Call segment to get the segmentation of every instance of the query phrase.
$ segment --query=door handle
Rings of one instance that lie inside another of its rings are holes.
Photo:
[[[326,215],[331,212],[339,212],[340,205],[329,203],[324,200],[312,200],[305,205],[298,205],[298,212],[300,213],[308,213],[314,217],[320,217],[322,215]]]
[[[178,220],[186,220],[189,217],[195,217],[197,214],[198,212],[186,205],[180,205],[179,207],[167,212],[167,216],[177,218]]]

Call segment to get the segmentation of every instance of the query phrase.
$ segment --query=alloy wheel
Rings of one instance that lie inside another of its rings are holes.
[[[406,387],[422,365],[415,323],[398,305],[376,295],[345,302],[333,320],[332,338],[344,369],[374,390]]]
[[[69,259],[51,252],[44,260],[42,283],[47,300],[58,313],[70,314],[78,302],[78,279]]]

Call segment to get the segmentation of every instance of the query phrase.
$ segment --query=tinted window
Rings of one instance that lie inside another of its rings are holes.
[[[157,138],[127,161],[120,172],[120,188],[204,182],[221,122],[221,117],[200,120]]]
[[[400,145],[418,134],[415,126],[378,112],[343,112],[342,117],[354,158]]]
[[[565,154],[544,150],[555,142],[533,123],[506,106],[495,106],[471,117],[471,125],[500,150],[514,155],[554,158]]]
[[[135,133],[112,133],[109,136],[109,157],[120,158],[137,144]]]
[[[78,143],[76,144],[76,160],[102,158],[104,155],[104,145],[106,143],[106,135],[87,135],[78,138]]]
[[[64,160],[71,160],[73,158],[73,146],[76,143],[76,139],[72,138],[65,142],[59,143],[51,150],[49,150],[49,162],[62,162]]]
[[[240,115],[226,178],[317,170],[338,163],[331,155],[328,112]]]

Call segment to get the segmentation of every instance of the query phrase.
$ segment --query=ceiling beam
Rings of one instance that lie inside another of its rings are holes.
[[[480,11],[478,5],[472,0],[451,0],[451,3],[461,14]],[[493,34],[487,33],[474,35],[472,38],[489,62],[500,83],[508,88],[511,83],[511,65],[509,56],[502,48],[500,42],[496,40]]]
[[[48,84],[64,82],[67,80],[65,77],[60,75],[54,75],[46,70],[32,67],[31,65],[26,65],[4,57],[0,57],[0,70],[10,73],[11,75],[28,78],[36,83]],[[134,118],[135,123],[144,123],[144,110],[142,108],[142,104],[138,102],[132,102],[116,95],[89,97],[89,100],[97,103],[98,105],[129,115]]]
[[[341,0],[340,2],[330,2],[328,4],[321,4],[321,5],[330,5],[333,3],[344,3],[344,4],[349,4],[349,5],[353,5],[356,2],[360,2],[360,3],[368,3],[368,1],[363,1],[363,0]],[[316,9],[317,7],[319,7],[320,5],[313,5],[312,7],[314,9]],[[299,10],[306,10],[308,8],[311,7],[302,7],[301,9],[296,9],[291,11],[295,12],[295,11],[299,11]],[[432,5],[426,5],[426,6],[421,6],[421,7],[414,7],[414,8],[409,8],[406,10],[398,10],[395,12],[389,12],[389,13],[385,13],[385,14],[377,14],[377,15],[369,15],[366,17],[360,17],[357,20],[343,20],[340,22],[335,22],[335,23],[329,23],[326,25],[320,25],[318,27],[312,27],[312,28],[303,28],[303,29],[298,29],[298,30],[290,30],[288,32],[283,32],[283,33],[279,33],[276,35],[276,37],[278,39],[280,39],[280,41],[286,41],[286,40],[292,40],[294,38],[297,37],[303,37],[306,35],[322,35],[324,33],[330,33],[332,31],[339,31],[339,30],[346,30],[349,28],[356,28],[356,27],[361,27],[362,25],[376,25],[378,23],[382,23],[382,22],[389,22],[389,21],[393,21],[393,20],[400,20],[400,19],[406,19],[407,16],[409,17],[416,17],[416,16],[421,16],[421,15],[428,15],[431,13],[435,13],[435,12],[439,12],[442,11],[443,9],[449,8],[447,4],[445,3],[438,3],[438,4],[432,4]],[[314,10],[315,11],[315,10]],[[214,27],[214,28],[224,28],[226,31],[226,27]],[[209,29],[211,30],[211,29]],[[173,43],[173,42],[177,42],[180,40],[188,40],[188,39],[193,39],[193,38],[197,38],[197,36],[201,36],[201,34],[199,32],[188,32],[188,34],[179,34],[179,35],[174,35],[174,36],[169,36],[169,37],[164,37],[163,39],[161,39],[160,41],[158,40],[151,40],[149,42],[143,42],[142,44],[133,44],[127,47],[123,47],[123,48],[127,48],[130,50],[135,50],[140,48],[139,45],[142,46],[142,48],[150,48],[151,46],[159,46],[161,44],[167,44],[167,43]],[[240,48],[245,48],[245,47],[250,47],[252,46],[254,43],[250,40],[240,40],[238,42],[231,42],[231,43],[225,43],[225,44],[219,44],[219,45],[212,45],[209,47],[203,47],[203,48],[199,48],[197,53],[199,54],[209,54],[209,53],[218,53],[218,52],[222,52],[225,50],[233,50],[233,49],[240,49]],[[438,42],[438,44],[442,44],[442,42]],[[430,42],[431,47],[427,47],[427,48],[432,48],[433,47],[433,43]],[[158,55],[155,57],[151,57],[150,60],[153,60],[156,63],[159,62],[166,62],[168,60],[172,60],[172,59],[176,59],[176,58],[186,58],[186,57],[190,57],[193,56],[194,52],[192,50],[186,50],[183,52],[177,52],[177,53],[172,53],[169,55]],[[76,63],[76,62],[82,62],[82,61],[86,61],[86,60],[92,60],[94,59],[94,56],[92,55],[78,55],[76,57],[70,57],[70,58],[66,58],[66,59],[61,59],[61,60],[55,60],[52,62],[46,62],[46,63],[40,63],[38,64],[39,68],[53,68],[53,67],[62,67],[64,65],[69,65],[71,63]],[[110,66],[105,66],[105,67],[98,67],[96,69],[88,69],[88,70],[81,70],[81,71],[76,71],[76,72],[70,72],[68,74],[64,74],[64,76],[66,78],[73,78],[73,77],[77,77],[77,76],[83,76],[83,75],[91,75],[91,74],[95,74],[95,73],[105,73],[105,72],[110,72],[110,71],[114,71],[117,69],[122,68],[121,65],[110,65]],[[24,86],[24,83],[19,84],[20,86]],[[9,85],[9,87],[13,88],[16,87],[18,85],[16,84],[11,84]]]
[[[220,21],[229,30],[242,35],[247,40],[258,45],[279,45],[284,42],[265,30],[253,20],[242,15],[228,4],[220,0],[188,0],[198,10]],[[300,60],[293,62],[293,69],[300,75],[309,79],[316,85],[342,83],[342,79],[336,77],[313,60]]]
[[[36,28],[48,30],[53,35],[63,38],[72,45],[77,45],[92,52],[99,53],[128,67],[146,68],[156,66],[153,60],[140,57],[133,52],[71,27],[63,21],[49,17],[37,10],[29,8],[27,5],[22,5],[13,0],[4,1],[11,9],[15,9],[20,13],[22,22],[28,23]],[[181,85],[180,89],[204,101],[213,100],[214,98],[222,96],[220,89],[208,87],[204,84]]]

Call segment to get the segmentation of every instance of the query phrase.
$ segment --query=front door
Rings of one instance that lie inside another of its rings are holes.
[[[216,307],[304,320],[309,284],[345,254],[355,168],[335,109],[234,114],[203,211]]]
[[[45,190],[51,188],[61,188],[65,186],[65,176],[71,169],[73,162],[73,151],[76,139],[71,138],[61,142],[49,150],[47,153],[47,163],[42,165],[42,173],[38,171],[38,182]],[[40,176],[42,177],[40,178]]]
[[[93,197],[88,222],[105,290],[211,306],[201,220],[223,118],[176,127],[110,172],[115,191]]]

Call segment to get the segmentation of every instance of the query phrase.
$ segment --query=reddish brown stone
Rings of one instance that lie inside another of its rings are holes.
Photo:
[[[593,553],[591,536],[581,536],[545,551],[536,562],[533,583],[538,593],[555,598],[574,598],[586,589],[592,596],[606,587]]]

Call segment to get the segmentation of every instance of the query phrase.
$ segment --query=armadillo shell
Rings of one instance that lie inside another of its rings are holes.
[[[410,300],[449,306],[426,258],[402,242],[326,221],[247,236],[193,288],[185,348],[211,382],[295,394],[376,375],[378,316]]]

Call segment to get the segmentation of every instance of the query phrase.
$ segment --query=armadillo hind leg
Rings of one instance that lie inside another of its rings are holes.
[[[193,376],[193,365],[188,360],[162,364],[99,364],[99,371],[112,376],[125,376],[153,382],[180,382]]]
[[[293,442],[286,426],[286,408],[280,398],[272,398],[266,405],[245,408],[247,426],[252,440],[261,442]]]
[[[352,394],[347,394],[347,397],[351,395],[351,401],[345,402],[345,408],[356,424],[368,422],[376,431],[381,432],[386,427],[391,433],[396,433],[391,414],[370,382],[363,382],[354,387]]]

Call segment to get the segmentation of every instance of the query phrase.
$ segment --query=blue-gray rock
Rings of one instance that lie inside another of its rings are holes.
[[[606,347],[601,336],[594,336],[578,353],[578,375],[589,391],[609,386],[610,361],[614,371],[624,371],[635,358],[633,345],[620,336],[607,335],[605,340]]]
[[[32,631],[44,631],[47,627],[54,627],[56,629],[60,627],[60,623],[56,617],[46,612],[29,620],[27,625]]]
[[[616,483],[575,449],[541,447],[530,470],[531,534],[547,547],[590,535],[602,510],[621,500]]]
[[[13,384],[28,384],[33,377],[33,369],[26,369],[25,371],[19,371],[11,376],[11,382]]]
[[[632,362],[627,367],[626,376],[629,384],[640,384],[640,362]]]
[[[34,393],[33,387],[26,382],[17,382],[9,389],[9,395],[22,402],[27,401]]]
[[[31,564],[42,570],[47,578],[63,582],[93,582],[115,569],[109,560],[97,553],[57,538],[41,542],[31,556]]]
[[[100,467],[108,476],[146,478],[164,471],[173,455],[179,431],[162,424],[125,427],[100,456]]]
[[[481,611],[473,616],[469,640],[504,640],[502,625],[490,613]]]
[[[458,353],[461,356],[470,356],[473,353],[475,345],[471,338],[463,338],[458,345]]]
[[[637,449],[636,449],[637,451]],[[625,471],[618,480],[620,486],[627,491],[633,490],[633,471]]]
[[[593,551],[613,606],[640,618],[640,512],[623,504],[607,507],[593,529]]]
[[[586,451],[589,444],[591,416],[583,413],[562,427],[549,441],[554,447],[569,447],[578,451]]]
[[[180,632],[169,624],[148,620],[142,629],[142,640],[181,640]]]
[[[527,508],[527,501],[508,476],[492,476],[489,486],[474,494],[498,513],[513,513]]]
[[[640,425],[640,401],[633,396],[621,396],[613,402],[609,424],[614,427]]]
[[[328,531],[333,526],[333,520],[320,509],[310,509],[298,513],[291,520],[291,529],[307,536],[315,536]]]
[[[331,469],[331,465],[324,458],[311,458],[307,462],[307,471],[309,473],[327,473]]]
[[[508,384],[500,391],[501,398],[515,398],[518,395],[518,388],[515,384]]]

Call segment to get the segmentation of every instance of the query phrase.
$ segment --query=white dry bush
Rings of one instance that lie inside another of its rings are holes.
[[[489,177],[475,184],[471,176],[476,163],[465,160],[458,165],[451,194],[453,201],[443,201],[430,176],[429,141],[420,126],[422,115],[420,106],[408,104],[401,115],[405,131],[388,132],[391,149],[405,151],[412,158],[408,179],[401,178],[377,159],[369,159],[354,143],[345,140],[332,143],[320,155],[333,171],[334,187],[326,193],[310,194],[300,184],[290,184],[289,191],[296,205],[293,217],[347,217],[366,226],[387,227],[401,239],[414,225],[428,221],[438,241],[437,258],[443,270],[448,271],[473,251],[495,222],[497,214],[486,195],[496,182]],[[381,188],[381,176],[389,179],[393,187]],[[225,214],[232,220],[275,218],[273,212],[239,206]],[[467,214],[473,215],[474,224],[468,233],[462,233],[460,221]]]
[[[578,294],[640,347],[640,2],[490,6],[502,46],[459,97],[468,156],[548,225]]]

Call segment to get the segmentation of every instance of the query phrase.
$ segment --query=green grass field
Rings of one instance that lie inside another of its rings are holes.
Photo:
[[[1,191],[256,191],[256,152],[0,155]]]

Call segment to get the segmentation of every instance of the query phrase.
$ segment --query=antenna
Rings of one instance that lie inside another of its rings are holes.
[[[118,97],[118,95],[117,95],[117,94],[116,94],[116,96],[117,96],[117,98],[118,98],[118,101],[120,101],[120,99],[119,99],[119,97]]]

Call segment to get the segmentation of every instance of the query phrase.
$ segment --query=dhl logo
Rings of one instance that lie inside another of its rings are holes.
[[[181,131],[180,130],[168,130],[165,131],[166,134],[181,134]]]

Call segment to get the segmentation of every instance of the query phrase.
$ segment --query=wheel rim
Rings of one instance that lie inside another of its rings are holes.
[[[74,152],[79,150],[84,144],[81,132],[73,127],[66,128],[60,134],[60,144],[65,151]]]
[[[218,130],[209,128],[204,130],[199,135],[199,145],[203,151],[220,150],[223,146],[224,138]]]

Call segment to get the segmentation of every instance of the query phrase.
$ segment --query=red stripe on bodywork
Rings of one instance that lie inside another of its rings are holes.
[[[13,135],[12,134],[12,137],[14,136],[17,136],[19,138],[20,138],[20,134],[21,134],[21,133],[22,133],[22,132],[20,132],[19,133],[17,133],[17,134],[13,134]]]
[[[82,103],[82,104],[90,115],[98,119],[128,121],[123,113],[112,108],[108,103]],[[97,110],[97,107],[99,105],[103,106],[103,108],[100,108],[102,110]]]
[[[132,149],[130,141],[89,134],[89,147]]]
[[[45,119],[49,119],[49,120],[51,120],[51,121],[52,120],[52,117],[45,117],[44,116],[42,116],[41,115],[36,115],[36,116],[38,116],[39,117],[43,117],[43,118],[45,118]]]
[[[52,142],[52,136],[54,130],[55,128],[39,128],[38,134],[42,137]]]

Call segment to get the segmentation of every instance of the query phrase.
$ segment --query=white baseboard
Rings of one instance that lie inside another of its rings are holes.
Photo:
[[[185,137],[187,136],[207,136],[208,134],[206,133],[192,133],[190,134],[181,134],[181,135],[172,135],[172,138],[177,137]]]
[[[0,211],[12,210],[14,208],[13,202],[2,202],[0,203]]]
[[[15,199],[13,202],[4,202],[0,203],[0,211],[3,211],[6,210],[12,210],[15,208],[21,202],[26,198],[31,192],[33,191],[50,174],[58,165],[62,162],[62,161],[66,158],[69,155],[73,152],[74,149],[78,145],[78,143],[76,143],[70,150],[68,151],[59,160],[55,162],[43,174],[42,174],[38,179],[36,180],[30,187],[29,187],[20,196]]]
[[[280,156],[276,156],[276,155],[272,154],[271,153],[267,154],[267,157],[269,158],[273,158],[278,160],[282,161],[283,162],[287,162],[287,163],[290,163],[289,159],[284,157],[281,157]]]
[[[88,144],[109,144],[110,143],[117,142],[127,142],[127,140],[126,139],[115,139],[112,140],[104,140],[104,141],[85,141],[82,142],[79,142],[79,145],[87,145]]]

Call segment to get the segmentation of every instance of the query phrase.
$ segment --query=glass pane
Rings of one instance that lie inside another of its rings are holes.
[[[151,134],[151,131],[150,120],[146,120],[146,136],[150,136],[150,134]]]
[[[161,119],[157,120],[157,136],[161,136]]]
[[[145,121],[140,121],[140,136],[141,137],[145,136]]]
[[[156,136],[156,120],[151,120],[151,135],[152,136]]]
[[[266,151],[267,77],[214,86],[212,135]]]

-- Work to complete --
Report each line of the rows above that contains the string "door", copying every such line in full.

-- Output --
$ segment --query=door handle
$ segment --query=front door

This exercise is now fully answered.